Instructions to follow: Find the line containing "woman's dark hair" in the entries below. Restate it and each line after it, word for word, up to and including the line containing "black elbow glove".

====== Input data ======

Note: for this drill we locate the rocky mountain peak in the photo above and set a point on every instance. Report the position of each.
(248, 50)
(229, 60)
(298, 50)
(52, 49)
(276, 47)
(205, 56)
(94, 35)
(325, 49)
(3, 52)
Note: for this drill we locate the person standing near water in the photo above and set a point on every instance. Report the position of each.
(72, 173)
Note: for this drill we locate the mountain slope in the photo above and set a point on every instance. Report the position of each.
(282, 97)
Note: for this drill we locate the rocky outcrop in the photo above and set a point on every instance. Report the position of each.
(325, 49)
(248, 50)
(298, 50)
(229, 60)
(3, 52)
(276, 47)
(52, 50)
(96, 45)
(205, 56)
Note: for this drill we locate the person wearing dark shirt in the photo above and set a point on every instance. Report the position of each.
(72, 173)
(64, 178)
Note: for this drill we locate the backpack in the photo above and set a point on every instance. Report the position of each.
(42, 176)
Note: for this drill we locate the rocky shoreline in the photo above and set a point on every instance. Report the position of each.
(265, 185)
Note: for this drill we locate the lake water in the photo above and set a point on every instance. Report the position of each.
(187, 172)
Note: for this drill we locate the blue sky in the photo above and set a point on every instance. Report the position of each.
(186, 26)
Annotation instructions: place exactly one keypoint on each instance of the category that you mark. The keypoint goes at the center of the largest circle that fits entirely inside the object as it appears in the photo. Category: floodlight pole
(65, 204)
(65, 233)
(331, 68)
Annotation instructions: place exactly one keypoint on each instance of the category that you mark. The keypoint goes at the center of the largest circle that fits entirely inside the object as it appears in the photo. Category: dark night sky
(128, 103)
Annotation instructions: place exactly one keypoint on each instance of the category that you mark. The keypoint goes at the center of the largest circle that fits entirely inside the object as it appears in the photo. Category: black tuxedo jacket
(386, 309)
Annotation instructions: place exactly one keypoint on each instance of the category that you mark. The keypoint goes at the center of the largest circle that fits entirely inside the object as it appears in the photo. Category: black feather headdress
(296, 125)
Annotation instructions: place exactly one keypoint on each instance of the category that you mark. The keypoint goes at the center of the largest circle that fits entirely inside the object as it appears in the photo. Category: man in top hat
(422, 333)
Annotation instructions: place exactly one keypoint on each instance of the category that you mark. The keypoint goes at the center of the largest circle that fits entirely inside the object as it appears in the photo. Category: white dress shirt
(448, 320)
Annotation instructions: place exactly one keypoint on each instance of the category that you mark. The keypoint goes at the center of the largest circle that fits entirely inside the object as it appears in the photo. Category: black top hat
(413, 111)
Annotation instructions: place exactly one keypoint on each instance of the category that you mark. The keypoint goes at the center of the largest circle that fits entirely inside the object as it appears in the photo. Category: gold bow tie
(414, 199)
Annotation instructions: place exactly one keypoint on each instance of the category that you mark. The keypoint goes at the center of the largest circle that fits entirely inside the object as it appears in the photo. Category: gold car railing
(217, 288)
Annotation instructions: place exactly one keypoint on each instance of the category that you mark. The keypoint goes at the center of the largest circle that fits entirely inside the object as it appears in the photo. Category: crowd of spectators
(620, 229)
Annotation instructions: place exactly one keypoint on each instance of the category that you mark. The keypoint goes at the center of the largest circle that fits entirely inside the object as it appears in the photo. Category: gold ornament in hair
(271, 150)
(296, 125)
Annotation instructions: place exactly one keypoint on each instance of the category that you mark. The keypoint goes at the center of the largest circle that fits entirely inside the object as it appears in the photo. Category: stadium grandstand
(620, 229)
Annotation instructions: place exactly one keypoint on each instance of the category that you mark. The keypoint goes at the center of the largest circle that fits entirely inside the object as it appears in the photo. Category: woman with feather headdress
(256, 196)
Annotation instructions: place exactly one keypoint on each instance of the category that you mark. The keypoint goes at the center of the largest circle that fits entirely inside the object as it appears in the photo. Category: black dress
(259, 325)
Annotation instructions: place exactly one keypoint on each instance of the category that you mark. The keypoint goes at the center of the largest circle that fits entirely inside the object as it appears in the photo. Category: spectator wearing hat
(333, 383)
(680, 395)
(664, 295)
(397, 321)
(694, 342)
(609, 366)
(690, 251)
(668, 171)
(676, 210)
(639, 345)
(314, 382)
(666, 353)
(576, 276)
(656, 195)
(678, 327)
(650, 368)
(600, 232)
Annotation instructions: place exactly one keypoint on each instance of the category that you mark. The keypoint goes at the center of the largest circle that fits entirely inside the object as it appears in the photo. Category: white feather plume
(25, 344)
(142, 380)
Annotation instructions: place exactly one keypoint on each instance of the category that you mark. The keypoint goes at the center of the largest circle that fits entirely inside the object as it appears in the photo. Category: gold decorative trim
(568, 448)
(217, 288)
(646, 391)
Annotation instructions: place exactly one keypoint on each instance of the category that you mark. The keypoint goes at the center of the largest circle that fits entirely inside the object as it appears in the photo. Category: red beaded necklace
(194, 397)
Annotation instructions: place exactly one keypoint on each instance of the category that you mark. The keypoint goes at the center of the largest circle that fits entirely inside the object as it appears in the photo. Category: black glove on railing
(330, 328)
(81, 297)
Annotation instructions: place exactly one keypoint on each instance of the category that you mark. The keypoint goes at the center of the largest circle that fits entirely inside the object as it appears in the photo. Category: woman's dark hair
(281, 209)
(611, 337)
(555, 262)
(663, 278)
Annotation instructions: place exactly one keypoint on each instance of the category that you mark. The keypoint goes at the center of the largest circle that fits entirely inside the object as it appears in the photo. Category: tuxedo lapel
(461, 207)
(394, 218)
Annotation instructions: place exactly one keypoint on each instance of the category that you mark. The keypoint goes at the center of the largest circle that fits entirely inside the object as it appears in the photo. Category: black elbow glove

======
====== Input data ======

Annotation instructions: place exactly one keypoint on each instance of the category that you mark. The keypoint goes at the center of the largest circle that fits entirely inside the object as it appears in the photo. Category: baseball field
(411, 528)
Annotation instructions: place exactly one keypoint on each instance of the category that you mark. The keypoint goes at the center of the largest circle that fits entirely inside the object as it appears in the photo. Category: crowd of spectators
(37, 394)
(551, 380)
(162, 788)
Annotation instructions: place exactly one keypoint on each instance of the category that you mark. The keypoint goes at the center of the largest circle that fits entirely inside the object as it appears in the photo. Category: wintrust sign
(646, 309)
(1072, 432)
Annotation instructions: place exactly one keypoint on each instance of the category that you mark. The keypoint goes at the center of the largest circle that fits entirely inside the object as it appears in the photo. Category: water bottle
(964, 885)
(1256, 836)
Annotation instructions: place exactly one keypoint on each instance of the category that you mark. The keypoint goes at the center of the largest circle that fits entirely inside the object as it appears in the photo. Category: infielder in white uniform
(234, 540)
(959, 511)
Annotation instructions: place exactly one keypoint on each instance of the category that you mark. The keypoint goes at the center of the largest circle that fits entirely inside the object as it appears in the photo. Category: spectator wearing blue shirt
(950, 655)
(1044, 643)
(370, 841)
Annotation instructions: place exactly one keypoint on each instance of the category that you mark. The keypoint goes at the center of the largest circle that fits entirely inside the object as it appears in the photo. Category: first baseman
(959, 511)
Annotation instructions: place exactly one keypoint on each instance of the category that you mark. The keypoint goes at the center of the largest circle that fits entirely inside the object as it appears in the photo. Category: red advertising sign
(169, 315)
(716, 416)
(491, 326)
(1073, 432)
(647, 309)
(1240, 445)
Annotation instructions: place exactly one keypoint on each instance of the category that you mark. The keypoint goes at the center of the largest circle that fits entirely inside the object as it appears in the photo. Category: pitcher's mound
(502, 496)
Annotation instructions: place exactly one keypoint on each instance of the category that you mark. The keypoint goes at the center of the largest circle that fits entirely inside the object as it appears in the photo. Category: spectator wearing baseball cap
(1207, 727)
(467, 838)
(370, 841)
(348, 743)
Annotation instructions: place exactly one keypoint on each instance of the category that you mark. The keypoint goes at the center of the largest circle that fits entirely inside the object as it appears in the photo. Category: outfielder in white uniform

======
====== Input data ======

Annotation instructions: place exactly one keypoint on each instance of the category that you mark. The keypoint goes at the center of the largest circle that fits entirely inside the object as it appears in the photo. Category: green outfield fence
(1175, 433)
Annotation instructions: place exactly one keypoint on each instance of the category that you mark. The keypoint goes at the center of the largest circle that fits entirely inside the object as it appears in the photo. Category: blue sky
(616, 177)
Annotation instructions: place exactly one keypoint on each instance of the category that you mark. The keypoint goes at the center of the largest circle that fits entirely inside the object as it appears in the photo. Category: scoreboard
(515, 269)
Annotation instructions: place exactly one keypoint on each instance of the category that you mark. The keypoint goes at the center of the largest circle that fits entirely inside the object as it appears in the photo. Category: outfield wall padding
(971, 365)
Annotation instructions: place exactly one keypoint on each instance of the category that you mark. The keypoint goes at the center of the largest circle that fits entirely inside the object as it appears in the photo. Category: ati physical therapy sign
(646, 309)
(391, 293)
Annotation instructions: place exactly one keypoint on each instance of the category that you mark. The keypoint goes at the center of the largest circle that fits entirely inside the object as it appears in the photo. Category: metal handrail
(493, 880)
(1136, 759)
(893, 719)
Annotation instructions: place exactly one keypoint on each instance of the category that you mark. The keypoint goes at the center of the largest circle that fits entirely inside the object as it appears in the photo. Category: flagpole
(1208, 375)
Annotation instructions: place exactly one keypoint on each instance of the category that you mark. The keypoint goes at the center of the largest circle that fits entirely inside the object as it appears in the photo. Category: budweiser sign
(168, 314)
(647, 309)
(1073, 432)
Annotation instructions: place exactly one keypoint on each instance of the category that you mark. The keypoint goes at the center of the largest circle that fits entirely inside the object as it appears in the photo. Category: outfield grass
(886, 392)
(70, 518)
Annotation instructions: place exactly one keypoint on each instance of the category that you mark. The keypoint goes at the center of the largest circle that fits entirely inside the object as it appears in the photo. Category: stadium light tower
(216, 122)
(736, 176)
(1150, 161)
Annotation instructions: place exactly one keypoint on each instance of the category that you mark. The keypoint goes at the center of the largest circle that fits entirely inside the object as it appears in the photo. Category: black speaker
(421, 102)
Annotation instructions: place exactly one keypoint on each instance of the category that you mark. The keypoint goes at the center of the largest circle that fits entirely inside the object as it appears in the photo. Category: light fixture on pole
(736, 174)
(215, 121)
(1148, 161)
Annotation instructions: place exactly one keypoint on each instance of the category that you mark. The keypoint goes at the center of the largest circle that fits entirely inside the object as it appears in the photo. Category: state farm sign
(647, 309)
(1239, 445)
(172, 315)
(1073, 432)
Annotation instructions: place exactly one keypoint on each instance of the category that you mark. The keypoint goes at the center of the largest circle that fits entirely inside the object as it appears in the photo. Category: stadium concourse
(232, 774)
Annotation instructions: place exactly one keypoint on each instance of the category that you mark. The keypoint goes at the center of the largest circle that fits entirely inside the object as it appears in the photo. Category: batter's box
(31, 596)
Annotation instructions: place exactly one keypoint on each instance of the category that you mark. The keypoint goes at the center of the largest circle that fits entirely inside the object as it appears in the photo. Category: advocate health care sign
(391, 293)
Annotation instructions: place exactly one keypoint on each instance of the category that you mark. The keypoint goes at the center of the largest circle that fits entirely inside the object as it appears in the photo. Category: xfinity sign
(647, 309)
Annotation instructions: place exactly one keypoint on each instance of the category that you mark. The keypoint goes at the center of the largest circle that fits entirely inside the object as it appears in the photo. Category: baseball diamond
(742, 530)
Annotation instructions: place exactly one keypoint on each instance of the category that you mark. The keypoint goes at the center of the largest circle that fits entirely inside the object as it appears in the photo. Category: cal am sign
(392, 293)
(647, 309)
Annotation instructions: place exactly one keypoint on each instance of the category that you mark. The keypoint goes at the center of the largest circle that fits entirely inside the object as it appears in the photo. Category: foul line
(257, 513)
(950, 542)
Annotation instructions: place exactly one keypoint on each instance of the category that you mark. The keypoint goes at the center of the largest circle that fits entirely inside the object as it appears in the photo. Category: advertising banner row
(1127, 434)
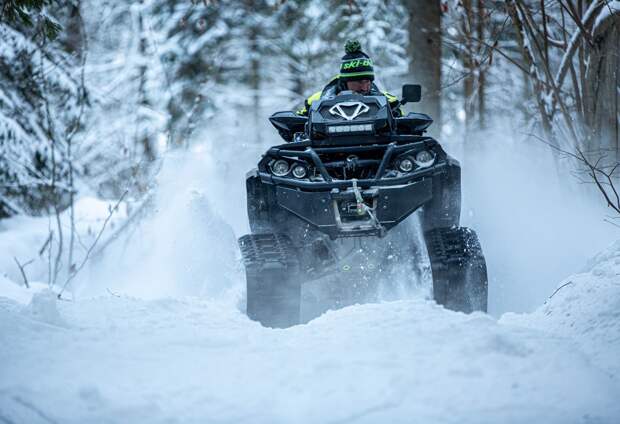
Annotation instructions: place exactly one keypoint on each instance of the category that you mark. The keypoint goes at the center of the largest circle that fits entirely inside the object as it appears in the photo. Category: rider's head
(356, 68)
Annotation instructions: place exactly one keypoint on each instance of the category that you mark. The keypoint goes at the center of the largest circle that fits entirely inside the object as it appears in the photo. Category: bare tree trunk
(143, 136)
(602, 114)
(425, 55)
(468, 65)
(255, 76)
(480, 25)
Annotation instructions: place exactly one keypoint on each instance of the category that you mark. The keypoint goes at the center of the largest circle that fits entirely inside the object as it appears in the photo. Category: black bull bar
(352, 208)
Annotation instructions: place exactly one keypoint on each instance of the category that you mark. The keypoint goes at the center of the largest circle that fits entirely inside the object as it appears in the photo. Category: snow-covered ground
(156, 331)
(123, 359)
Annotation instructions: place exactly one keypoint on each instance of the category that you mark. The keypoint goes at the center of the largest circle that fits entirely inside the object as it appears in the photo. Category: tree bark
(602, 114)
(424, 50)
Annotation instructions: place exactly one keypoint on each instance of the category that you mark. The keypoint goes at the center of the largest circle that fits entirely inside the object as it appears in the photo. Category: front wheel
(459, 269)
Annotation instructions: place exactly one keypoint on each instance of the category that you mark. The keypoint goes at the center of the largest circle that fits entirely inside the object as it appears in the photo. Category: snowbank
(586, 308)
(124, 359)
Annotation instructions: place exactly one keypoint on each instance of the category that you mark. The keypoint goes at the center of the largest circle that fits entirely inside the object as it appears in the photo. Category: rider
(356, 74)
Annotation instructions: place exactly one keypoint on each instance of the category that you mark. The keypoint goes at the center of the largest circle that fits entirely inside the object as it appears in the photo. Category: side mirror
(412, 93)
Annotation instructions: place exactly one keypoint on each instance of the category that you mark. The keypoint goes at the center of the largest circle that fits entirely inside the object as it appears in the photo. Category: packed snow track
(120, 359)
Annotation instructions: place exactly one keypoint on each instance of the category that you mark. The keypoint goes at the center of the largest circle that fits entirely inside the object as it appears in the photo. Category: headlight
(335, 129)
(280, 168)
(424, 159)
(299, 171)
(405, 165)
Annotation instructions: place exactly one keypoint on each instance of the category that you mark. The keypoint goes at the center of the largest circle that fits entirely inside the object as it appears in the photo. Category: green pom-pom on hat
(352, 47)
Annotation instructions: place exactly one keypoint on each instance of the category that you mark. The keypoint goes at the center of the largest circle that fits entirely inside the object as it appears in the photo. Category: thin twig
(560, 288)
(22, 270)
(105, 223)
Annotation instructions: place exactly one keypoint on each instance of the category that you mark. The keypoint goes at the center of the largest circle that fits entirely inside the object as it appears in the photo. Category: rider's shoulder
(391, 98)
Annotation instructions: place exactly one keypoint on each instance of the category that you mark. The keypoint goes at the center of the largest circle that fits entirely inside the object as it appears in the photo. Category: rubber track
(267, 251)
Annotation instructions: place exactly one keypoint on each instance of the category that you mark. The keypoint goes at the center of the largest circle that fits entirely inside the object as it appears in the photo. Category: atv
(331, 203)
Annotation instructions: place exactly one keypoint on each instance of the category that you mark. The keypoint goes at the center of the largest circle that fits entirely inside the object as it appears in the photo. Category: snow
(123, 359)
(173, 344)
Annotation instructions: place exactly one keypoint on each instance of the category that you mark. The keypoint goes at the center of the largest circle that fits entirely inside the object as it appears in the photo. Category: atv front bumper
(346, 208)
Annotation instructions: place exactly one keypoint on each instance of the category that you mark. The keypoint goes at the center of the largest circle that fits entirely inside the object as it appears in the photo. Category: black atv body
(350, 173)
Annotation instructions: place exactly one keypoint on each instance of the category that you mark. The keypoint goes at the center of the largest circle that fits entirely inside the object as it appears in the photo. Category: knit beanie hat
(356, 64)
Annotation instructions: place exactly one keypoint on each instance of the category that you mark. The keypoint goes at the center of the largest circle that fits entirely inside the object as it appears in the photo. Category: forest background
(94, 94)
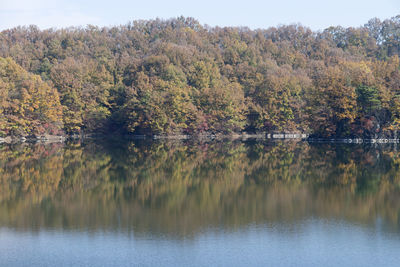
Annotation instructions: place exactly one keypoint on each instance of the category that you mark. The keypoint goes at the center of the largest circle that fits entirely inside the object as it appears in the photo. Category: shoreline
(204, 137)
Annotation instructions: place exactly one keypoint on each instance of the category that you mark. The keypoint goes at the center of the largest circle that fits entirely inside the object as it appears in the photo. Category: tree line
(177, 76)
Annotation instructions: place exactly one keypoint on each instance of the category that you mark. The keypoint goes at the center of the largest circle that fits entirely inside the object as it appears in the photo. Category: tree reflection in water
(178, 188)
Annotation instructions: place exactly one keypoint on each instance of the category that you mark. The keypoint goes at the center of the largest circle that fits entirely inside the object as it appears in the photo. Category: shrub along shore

======

Answer box:
Annotation instructions: place exactly one keypoint on each instance of the category that you mark. The keypoint goes at the center of the largest circle that fits entirely inside the object as it appears in the photo. Category: woman's dark hair
(281, 209)
(611, 337)
(555, 262)
(663, 278)
Annotation instructions: place exactly one keypoint on each instance of the category that you mark. The keypoint goes at the center of the largest circle that fits entirely inside the object as it appears in the photo. Category: tuxedo lapel
(461, 207)
(394, 218)
Annotation instructions: place exactly one keypoint on each instance of the category that you mark. The keypoint goes at the center of the largest circle that fits entirely inside the object as it appears in the photo. Category: black elbow glove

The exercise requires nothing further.